**Prompt:** Echo the part of the data below that opens with the line containing "like [158, 366]." and closes with the line containing "[1114, 141]", keeping both end lines and reproducing every line word for word.

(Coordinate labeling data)

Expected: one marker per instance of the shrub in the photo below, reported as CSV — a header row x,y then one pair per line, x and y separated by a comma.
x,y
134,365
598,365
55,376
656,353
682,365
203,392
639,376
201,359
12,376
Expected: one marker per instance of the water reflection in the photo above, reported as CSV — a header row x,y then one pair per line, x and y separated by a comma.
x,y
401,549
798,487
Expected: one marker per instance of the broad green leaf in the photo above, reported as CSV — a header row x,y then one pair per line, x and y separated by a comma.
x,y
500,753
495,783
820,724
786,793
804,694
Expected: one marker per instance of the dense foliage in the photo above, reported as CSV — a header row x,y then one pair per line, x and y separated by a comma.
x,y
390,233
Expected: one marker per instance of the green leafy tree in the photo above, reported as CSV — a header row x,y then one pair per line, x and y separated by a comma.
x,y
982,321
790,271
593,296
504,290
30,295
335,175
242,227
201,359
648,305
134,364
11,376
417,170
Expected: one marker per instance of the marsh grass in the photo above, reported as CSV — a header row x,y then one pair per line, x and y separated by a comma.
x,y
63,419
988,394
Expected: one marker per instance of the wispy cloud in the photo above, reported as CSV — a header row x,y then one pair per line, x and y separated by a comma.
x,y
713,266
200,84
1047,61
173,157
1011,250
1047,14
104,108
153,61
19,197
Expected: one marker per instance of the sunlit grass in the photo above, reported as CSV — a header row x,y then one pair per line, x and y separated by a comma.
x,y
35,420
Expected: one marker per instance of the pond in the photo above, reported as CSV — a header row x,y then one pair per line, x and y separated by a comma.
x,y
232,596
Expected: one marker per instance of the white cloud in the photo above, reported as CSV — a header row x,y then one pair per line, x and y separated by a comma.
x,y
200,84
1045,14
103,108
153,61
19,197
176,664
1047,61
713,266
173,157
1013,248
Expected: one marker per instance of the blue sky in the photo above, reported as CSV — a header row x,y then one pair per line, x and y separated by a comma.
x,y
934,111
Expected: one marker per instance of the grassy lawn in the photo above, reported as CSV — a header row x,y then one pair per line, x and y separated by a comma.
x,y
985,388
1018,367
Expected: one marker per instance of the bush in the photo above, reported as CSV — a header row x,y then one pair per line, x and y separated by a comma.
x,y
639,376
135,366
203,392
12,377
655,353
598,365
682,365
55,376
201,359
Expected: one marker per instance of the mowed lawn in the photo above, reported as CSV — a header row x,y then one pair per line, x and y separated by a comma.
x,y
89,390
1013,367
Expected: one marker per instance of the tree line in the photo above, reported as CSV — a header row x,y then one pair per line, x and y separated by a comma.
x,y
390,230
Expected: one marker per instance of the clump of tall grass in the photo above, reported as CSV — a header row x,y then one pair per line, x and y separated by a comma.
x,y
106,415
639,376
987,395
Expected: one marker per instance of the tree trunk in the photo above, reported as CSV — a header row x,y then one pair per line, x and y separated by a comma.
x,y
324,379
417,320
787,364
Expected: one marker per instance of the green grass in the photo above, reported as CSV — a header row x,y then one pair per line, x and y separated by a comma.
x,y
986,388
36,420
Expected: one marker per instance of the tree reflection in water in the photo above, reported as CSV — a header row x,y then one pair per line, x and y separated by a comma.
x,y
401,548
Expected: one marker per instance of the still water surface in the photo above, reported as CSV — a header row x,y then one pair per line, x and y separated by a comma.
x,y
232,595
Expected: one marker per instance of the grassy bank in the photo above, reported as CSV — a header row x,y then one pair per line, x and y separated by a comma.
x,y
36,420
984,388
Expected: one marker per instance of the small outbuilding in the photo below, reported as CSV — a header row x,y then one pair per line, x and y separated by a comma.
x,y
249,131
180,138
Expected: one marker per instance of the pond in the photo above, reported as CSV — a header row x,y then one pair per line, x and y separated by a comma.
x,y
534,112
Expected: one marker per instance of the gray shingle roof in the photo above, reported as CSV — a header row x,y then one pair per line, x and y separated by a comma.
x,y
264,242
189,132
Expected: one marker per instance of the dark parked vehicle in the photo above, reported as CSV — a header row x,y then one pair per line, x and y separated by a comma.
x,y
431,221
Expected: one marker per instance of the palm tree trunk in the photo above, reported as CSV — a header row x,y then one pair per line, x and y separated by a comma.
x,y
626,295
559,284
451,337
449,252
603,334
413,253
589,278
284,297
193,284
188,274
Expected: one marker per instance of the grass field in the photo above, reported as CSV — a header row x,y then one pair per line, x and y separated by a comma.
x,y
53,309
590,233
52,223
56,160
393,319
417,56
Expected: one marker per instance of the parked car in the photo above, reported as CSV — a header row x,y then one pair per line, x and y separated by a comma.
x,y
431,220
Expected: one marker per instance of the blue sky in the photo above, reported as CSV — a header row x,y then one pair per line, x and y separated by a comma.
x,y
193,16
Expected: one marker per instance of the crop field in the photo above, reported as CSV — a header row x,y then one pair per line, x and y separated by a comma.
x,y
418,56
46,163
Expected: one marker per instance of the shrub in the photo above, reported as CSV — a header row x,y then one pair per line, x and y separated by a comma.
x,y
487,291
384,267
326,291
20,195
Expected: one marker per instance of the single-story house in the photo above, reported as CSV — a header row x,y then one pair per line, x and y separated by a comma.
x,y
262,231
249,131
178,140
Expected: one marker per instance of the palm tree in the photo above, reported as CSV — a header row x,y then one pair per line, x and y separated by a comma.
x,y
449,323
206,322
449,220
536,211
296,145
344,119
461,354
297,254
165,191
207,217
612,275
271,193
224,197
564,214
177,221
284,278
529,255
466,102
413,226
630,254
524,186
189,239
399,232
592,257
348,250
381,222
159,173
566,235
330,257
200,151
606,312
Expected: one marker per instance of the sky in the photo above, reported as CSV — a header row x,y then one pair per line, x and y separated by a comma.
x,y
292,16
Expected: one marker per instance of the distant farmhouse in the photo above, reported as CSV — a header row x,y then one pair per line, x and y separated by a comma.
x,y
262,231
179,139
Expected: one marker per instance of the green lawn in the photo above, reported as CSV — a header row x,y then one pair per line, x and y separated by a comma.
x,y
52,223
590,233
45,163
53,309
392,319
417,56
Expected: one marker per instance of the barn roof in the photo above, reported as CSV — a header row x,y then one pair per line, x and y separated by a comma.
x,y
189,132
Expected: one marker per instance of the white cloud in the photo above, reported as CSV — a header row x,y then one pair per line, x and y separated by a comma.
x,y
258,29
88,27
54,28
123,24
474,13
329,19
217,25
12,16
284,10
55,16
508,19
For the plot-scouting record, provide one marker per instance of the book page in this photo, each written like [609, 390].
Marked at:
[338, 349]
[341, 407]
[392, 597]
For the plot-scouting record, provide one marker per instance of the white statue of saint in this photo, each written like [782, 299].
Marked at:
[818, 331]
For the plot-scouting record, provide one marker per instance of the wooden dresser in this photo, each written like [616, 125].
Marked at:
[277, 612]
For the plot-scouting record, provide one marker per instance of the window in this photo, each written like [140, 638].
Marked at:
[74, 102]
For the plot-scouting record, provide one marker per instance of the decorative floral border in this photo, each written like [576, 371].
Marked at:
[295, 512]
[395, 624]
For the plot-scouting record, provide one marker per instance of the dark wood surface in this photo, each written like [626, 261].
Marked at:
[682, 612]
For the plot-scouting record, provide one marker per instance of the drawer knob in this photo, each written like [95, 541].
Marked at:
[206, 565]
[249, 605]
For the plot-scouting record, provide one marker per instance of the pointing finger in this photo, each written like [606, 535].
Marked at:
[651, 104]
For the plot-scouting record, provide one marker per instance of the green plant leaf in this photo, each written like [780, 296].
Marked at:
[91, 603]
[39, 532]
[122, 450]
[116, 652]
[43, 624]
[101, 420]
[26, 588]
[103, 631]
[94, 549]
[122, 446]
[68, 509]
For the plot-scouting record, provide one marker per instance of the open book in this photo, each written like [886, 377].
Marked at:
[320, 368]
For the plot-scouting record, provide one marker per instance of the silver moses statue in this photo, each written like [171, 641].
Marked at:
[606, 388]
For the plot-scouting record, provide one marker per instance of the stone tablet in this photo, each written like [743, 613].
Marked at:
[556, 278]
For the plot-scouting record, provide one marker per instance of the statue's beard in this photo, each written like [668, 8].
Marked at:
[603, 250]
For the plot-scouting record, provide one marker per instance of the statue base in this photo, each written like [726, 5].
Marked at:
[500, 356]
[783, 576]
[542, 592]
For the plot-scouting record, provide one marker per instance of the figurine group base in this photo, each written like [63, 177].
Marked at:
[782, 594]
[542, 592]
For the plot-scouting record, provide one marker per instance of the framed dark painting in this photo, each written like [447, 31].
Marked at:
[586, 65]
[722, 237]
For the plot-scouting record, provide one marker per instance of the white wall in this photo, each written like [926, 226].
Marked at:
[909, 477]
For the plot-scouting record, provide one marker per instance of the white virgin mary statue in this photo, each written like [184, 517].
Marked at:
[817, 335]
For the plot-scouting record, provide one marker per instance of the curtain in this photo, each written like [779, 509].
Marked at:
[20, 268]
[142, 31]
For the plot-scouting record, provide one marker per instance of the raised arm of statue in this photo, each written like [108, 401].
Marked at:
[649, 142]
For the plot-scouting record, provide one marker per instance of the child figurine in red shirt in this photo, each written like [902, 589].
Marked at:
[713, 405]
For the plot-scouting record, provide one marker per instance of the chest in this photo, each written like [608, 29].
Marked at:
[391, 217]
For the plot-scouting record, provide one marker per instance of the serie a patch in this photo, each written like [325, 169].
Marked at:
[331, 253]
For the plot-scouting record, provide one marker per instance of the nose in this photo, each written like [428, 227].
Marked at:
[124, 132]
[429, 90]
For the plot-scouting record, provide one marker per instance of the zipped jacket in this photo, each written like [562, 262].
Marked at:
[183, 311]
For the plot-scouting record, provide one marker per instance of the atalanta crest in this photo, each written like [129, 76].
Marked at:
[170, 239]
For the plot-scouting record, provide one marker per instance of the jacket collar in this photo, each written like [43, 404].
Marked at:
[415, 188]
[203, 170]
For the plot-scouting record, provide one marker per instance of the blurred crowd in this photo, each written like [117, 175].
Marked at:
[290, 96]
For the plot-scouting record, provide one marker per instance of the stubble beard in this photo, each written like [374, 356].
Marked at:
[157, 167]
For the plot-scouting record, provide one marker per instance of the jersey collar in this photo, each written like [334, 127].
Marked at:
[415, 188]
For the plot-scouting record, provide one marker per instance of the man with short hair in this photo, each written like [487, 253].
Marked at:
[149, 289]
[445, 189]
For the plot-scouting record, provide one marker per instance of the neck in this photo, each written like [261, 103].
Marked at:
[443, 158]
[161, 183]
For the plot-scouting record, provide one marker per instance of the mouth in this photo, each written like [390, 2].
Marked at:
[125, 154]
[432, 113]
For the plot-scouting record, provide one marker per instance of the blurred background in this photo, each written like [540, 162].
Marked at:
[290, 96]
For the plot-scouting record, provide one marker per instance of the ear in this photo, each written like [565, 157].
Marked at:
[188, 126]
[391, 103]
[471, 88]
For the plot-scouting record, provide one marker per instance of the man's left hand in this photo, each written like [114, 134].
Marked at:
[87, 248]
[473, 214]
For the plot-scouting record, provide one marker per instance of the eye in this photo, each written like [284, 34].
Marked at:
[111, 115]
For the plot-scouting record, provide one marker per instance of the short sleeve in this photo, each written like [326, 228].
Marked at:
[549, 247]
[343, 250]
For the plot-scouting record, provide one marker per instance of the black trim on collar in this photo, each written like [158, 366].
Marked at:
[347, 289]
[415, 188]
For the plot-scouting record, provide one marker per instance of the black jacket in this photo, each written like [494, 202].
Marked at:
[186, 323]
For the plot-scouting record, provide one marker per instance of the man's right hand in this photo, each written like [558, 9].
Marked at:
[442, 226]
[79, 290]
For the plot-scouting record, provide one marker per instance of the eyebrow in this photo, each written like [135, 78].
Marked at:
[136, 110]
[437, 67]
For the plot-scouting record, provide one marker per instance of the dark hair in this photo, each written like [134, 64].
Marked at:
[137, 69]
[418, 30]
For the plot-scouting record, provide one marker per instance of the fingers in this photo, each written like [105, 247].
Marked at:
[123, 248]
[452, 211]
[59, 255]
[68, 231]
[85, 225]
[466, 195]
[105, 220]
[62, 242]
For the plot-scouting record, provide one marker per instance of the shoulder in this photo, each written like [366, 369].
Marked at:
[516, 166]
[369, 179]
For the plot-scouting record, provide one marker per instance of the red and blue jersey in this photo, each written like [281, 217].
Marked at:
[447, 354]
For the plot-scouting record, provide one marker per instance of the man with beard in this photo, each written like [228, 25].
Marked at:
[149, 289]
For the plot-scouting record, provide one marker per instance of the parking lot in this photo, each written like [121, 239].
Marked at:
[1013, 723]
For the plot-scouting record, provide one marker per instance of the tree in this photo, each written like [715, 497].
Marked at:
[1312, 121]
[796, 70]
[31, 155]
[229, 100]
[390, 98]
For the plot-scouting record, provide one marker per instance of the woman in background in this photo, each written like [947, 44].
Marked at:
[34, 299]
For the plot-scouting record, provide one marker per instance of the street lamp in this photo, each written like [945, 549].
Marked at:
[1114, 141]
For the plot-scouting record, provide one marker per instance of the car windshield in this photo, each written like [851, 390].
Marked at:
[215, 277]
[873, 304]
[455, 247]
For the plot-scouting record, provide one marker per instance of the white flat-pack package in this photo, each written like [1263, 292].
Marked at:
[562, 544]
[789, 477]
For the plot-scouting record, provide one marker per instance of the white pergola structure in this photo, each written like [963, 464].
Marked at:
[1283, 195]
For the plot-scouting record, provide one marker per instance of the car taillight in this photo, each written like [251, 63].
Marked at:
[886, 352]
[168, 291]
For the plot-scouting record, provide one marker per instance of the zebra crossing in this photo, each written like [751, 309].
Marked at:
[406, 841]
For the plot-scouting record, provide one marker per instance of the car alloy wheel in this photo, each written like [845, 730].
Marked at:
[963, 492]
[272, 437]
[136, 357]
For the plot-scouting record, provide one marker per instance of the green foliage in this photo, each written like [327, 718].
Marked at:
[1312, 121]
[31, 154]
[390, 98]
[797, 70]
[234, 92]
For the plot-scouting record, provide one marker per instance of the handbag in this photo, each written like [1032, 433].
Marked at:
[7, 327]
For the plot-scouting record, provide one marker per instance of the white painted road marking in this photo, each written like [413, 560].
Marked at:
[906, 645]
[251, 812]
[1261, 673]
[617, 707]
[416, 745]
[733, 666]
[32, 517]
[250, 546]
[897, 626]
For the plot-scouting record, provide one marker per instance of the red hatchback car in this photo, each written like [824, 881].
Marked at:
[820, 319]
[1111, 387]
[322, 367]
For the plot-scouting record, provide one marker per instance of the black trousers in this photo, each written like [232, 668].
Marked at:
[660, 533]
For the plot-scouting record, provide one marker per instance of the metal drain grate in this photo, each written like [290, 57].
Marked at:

**Output of the exercise:**
For the plot-scouting record, provide one marker per instance of the black trim on collar in this photo, each written like [158, 366].
Marked at:
[347, 289]
[415, 188]
For the plot-scouting record, provide one marker per instance of the black jacket in this photo, each written like [494, 202].
Marked at:
[186, 323]
For the plot-scouting record, provide one marker per instance of the man's right hand in this photo, each written like [558, 9].
Marked at:
[442, 226]
[79, 290]
For the plot-scouting record, provide one marker per instance of the eyebrow in this photo, each written like [135, 78].
Marked at:
[136, 110]
[437, 67]
For the plot-scouting record, provide one marker per instance of the dark hair in this photo, each written like [134, 64].
Marked at:
[137, 69]
[418, 30]
For the plot-scouting record, provide one marker per instance of the fingers in this photo, each written like [105, 247].
Marked at:
[123, 248]
[452, 211]
[59, 255]
[68, 231]
[85, 225]
[466, 195]
[105, 220]
[62, 242]
For the plot-scouting record, provide one marker per instance of the shoulder in this photo, each written like [366, 369].
Marked at:
[516, 166]
[369, 179]
For the plot-scouting record, provide one marker per instance of the red and blue jersey in this photo, each written like [281, 217].
Marked at:
[447, 354]
For the plot-scouting record, provide one marker per instance of the man with beard in this photo, each written like [228, 25].
Marked at:
[149, 289]
For the plot-scouting record, provide one marker per instance of the parking lot in this photo, each written like [121, 239].
Marked at:
[1013, 723]
For the plot-scouting record, provide one marker per instance of the tree in this photo, each written like [715, 497].
Marked at:
[1312, 121]
[796, 70]
[31, 155]
[229, 100]
[390, 98]
For the plot-scouting record, provide one marker per instance of the woman in background in this photo, each written like [947, 44].
Marked at:
[34, 299]
For the plot-scouting record, provide one marker per instance of the street lamp in this photo, each written like [945, 549].
Marked at:
[1114, 141]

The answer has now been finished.